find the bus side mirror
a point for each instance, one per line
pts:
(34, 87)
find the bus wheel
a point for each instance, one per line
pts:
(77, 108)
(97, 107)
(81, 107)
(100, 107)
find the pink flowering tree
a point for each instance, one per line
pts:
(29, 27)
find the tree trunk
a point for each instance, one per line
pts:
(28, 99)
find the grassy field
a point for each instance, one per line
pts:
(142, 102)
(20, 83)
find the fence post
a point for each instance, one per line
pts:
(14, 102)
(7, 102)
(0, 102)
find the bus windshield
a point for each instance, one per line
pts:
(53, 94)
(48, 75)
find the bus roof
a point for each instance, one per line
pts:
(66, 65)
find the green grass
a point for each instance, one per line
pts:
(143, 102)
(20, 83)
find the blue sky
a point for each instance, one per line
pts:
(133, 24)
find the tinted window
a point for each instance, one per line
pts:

* * *

**Task details**
Reproduce every line above word for word, keeping each one on its own line.

**Response**
find the bus side mirror
a point for each instance, one per line
pts:
(34, 87)
find the bus wheel
a point for each instance, one per line
pts:
(77, 108)
(97, 107)
(81, 107)
(100, 107)
find the pink flowering tree
a point for each instance, one per line
pts:
(29, 27)
find the tree trunk
a point for each instance, one per line
pts:
(28, 99)
find the grassy field
a point for each instance, one per line
pts:
(142, 102)
(20, 83)
find the fence post
a point for each instance, one per line
pts:
(14, 102)
(7, 102)
(0, 102)
find the bus windshield
a point for each instance, one per line
pts:
(53, 94)
(48, 75)
find the bus roof
a point for each instance, one per line
pts:
(66, 65)
find the green grass
a point for each instance, one per line
pts:
(143, 102)
(20, 83)
find the blue sky
a point for each instance, one per line
pts:
(133, 24)
find the tinted window
a point for each instance, one per line
pts:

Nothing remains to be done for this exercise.